(PROBLEM 1):
Reproduce the lesson on systems of linear congruences word for word.

(DOCUMENT SECTION):
·····

In this lesson we will show how to solve a systems of linear congruences with one unknown, that is, systems of the shape

    \[a_1 x \equiv b_1 \pmod{m_1}.\]

    \[a_2 x \equiv b_2 \pmod{m_2}.\]

The idea is simple. Solve first one of them and then find its solutions that also satisfy the another.

Example 1. Solve the following system of linear congruences:

    \[5x \equiv 8 \pmod 2,\]

    \[7x \equiv 3 \pmod 5.\]

Solution.

Firstly, we will determine a solution to the congruence 7x \equiv 3 \pmod 5. Since \gcd (7, 5) =1, that the congruence has a unique solution.

·····

(PROBLEM 2):
In the records, rewrite the lines starting at the line containing "# test: point to the food" and ending at the last line of the records, replacing "statue pedestal" with "stone pedestal" and leaving everything else unchanged.

·····

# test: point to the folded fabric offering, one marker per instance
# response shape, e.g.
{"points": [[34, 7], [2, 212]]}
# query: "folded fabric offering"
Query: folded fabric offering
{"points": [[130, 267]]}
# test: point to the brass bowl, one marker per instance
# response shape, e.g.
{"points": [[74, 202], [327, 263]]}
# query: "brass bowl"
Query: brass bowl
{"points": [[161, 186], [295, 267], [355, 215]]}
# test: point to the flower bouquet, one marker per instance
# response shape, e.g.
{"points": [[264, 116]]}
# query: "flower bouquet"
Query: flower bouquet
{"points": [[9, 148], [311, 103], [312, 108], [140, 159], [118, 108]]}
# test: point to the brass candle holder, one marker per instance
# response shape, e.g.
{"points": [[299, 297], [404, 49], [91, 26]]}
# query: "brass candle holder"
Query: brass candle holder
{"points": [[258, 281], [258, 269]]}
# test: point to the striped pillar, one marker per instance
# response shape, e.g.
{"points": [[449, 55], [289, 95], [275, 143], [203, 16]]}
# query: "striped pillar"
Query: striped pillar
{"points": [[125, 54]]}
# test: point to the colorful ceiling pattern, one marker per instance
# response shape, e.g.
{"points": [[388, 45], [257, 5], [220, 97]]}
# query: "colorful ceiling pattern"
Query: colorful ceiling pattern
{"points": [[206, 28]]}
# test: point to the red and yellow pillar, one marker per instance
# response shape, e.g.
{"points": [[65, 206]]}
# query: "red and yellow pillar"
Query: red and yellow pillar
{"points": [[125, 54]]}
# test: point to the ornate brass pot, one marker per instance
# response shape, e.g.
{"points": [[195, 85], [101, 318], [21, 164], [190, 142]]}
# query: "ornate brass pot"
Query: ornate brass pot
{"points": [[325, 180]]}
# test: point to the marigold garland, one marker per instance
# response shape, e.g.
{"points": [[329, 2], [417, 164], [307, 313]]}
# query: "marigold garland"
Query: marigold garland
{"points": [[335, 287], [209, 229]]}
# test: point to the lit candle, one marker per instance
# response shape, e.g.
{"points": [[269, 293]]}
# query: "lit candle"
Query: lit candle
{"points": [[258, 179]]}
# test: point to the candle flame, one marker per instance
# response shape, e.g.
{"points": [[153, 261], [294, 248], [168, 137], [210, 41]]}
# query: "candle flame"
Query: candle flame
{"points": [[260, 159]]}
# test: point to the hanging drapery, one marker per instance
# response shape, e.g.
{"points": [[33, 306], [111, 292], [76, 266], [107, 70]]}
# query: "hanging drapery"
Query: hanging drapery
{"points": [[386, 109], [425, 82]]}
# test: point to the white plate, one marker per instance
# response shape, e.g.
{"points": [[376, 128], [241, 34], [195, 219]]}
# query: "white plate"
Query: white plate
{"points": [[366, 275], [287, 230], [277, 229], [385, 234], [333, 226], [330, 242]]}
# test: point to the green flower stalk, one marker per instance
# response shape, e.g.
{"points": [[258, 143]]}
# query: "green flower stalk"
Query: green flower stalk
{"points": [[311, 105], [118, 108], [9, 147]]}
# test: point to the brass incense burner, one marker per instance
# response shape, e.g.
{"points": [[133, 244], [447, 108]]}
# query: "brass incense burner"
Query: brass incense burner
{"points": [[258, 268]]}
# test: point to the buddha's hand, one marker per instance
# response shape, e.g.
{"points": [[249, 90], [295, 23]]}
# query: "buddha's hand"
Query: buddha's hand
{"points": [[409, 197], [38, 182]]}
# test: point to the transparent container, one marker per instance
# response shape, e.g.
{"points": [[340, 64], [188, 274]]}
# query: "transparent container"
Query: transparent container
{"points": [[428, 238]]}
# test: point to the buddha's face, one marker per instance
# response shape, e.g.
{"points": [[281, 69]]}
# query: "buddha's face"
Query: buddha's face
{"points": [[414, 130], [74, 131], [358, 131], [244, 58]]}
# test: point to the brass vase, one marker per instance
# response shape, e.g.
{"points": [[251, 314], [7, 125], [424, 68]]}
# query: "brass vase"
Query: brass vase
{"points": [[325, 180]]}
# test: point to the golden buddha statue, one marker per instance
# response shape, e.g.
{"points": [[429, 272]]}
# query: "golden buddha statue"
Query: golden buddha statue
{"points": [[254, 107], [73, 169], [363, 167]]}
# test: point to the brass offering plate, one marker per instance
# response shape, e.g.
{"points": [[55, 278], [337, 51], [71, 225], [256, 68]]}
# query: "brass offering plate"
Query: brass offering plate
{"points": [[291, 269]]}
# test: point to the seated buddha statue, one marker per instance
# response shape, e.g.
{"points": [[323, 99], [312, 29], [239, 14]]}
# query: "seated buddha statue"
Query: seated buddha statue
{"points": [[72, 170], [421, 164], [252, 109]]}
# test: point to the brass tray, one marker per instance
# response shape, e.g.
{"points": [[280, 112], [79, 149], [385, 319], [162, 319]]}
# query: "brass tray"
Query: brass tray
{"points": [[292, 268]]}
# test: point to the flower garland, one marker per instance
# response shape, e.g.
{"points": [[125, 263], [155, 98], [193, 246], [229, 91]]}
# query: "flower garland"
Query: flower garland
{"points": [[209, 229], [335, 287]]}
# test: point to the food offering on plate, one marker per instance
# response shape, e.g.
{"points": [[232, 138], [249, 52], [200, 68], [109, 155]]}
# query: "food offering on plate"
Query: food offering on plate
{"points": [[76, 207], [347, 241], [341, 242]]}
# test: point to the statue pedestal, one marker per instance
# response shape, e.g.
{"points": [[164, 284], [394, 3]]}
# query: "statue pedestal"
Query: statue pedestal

·····

(WRITTEN ANSWER 1):
In this lesson we will show how to solve a systems of linear congruences with one unknown, that is, systems of the shape

    \[a_1 x \equiv b_1 \pmod{m_1}.\]

    \[a_2 x \equiv b_2 \pmod{m_2}.\]

The idea is simple. Solve first one of them and then find its solutions that also satisfy the another.

Example 1. Solve the following system of linear congruences:

    \[5x \equiv 8 \pmod 2,\]

    \[7x \equiv 3 \pmod 5.\]

Solution.

Firstly, we will determine a solution to the congruence 7x \equiv 3 \pmod 5. Since \gcd (7, 5) =1, that the congruence has a unique solution.

(WRITTEN ANSWER 2):
# test: point to the food offering on plate, one marker per instance
# response shape, e.g.
{"points": [[232, 138], [249, 52], [200, 68], [109, 155]]}
# query: "food offering on plate"
Query: food offering on plate
{"points": [[76, 207], [347, 241], [341, 242]]}
# test: point to the stone pedestal, one marker per instance
# response shape, e.g.
{"points": [[164, 284], [394, 3]]}
# query: "stone pedestal"
Query: stone pedestal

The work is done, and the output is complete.